What to do.
Could you copy each line of the listing below that has the word "vest"?

Available data.
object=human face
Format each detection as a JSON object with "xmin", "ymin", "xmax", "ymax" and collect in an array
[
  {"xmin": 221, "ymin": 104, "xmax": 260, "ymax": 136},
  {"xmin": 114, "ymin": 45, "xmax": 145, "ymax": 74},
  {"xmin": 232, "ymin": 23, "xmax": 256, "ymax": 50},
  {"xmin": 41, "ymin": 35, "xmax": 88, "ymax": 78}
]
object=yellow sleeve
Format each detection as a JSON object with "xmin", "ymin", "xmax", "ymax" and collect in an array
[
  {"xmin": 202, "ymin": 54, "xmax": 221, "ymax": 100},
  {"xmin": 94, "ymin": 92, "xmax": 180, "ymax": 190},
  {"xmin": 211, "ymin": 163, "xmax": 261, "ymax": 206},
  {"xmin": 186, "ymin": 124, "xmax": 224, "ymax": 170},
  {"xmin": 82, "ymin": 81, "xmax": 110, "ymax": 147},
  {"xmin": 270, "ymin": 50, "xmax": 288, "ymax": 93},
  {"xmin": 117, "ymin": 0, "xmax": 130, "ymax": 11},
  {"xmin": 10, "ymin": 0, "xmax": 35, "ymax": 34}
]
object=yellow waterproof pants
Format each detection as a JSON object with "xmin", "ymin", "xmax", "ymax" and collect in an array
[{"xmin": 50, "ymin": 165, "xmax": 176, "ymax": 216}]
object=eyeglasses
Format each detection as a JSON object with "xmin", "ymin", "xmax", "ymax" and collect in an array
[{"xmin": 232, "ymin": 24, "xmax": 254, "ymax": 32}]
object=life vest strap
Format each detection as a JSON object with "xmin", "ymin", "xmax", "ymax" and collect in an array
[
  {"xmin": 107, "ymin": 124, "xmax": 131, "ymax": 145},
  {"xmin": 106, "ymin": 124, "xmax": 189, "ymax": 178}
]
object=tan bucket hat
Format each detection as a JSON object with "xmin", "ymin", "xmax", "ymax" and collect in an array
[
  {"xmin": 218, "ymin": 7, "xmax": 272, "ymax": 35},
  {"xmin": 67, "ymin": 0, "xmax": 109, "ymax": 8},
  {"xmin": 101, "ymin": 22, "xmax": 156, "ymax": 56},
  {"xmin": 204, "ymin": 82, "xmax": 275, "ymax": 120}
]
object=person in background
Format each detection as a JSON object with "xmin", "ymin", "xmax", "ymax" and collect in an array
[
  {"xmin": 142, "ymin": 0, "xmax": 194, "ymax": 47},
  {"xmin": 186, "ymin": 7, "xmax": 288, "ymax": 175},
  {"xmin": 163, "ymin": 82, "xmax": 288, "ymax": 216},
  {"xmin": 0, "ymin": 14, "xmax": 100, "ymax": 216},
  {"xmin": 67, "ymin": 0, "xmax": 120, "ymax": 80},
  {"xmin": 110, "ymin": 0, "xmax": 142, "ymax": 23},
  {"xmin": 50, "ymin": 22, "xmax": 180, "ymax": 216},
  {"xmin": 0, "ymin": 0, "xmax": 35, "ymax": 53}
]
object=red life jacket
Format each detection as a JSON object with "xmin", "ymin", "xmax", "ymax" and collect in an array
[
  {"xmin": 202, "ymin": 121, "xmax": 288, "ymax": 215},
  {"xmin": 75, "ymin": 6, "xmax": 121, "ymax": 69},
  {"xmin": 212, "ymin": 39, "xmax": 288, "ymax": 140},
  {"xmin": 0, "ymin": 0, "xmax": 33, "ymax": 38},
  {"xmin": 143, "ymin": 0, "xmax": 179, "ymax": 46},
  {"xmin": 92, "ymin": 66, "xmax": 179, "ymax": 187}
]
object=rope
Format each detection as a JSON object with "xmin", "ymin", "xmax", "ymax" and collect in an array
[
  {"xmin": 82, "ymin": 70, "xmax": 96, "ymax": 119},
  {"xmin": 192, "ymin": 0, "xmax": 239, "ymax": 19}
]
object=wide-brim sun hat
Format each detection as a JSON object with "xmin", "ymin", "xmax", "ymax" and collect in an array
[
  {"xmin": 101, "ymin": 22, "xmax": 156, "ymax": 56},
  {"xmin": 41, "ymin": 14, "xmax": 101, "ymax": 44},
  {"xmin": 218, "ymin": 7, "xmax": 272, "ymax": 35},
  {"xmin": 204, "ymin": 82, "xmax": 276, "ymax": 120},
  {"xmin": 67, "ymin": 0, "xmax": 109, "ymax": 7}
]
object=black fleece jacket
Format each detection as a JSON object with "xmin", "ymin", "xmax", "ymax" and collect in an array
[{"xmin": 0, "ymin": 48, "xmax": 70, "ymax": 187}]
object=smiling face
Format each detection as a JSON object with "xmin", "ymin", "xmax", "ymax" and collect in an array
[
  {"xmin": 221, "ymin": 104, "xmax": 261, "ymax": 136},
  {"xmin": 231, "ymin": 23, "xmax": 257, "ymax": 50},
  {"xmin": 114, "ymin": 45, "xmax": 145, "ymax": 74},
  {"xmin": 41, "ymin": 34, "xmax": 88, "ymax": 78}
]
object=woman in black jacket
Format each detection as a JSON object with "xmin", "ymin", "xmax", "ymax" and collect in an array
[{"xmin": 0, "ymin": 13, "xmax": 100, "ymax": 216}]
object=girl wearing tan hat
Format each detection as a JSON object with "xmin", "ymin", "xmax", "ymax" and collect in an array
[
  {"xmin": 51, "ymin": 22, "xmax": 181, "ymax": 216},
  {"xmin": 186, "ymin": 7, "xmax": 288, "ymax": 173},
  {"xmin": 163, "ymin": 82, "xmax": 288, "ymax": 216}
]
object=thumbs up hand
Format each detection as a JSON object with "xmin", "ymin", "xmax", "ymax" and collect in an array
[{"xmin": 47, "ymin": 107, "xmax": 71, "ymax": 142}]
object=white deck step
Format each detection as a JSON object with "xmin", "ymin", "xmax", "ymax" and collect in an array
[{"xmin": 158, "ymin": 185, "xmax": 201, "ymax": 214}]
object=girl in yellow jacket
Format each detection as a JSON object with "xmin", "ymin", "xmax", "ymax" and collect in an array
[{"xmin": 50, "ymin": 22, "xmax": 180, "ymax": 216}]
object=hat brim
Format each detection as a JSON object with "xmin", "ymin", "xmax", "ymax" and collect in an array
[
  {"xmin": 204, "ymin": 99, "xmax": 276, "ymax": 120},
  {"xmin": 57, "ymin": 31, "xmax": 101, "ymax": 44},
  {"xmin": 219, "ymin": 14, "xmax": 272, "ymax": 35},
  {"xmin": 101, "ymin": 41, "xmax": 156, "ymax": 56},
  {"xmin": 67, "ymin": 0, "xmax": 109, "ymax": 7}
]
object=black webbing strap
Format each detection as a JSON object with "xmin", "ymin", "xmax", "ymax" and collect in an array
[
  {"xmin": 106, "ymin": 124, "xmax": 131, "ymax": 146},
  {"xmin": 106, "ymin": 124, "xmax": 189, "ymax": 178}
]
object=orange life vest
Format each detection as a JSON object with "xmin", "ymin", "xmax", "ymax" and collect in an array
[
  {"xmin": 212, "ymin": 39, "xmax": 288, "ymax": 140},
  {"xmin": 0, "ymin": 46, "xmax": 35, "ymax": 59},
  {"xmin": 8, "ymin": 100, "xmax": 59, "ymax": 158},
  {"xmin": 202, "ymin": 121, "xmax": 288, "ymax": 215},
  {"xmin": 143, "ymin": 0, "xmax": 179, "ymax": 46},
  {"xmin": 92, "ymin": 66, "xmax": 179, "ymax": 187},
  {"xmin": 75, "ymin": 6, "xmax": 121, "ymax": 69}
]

--

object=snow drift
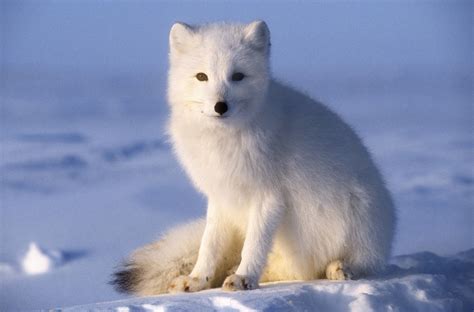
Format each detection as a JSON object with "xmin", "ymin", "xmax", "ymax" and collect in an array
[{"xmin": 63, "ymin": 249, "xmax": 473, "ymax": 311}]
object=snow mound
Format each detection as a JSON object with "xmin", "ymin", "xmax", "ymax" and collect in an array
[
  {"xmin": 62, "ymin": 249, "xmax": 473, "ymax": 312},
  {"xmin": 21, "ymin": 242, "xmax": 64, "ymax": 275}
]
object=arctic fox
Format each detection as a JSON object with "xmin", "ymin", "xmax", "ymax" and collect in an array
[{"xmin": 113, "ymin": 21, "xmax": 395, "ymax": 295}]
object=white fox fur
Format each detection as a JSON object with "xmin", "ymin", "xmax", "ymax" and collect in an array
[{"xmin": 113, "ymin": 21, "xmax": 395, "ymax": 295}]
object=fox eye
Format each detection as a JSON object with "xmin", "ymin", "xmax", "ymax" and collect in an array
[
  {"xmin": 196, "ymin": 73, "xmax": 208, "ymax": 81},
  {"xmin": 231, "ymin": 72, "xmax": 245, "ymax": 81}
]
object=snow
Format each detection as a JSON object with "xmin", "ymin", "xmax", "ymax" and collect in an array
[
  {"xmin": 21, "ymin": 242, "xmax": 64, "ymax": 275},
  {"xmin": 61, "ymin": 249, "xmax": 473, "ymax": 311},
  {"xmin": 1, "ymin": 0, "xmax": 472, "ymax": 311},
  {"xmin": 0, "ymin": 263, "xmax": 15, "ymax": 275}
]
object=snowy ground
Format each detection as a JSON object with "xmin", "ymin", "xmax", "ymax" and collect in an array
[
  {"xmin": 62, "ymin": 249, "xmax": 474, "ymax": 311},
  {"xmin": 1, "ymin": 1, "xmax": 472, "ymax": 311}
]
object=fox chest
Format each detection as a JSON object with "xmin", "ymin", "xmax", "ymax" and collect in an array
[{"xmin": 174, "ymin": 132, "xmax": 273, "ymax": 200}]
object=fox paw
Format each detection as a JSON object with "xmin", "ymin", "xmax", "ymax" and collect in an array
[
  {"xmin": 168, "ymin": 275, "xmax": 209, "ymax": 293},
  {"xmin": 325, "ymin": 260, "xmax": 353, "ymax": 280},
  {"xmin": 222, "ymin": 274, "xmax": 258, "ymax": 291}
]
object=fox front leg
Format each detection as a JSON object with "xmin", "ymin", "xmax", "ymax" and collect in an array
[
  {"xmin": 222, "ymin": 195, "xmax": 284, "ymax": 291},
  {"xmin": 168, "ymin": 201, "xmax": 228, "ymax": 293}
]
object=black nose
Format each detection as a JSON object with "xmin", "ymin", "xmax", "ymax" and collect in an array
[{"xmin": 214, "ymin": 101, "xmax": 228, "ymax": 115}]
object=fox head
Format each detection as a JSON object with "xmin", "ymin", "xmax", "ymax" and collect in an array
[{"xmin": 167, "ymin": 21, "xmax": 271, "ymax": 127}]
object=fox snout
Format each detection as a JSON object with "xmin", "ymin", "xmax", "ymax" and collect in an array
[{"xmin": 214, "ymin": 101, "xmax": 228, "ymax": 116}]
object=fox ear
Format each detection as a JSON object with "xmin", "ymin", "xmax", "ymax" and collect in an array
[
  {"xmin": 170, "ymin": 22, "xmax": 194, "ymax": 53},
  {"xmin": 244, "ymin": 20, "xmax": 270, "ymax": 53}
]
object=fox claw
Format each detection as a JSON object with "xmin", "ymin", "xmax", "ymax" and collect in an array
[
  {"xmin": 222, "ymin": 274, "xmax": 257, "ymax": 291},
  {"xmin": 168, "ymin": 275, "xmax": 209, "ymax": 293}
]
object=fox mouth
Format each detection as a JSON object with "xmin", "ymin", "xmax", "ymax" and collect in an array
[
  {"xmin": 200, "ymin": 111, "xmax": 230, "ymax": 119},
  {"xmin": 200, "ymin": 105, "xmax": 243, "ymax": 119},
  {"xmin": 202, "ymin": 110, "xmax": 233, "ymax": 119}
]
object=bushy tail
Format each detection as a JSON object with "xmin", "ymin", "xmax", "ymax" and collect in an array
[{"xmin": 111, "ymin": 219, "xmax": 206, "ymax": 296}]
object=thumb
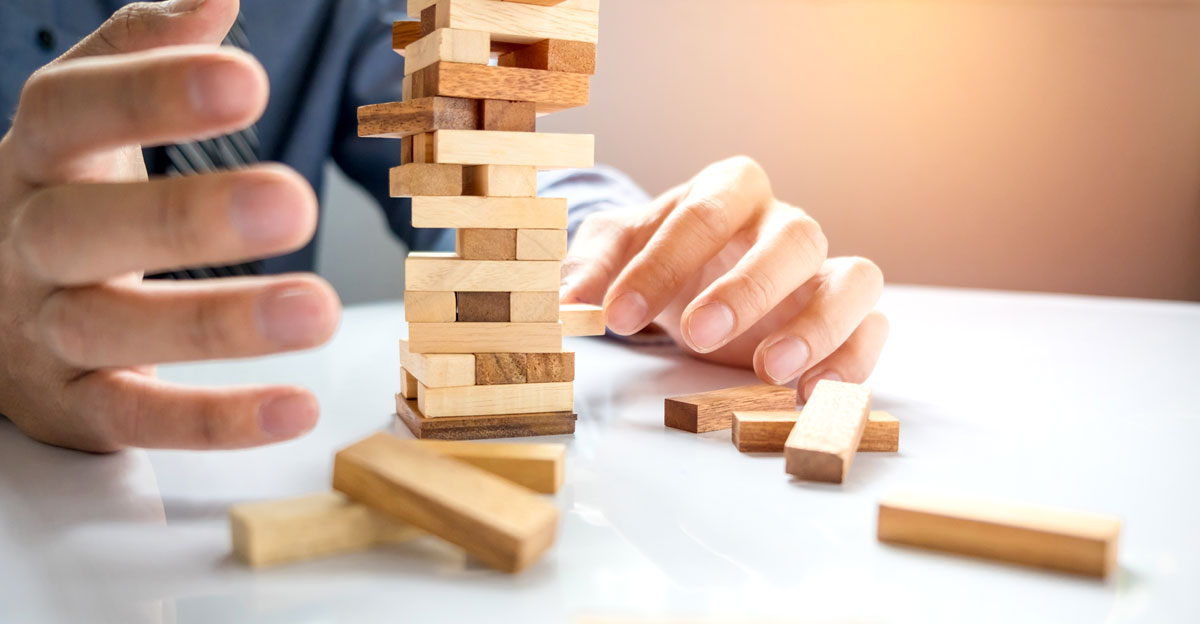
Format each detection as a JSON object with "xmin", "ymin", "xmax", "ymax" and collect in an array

Task result.
object=life vest strap
object=orange life vest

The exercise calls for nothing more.